(Apply what you read):
A) Answer these questions about the text on gender equality in company structures, one per line:
(i) According to UNICEF, what percentage of women suffered greater overload in household tasks?
(ii) What does the term "sticky floor" refer to?
(iii) Whose forecast about the world's GDP is cited?
B) Please copy everything in the text on gender equality in company structures from "However, gender gaps" down to "work and care).".
C) Carry on the text on gender equality in company structures, starting after its last sentence.

(Text passage):

________________________________________

Rethinking structures to achieve gender equality
“You cannot easily fit women into a structure that is already coded as male; you have to change the structure”. Mary Beard’s approach in her work Women and Power: A Manifesto became once again exposed during the pandemic. UNICEF found that 51% of women suffered greater overload in household tasks. The foundation of today’s organizational structures continues being unequal despite the tremendous progress made in recent years in terms of gender balance in the corporate world.
As digital life accelerates, the future opens up at a speed never seen before. We can’t continue clinging to these unbalanced and unequal structures; it is imperative to rethink from scratch gender perspective in companies. The best way to do this is from an inclusive perspective which recognizes and satisfies the practical and strategic needs of those composing each organization.
However, gender gaps – a constant in the corporate world – have been around for long. We need to eradicate concepts such as “glass ceilings” (which represent an “invisible” barrier limiting women from rising in the corporate ladder), “sticky floor” (referring to a discriminatory employment pattern which maintains women in low-paying, low-mobility positions) or “broken ladders” (where women have unstable incomes and difficulty in reconciling employment with domestic work and care).
An alternative way to achieve results which are different from the ones we have today is to move towards substantial gender equality, a model which promotes the elimination of differences in opportunities for men and women and places strong emphasis on designing, implementing and evaluating actions aimed at guaranteeing the human rights of each member of the organization. This is a strategy which is beneficial to the direct recipients – and even to society as a whole – as well as to the entire organization, which enjoys a broader, more diverse and innovative outlook. McKinsey forecasts that if a solution for the gender gap was found by 2025, the world’s GDP would increase by more than 5 billion dollars!

________________________________________

(The data):

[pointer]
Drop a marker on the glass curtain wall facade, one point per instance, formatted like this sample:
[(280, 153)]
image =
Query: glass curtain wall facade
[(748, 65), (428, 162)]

________________________________________

(Solved problems):
A)
(i) 51%
(ii) A discriminatory employment pattern that keeps women in low-paying, low-mobility positions
(iii) McKinsey's

B)
However, gender gaps – a constant in the corporate world – have been around for long. We need to eradicate concepts such as “glass ceilings” (which represent an “invisible” barrier limiting women from rising in the corporate ladder), “sticky floor” (referring to a discriminatory employment pattern which maintains women in low-paying, low-mobility positions) or “broken ladders” (where women have unstable incomes and difficulty in reconciling employment with domestic work and care).

C)
We can’t continue passively accepting different wages for equivalent positions, based only on the professional’s gender. How is it possible that in the 21st Century women still have less opportunities than men of participating in meetings or of exposing their views in the corporate structure?
The numbers are staggering for our times: in Latin America, only 50% of women have access to the labor market, compared to 70% of men, according to data from the International Labour Organization.
In Lumen Latin America, we contribute with our little grain of sand with our Virtual Meetings, promoting diversity, inclusion and belonging among our human capital, ensuring that each employee develops their best personal and professional version.
We have been living in a rapidly changing world for ten months. The ways in which we work, relate and evaluate the performance of people and organizations is changing. We are facing an extraordinary opportunity to create, as if we were in front of a blank slate, a new corporate reality marked by gender parity. We have seen that nothing is impossible. Not even achieving gender equality. It only depends on each one of us.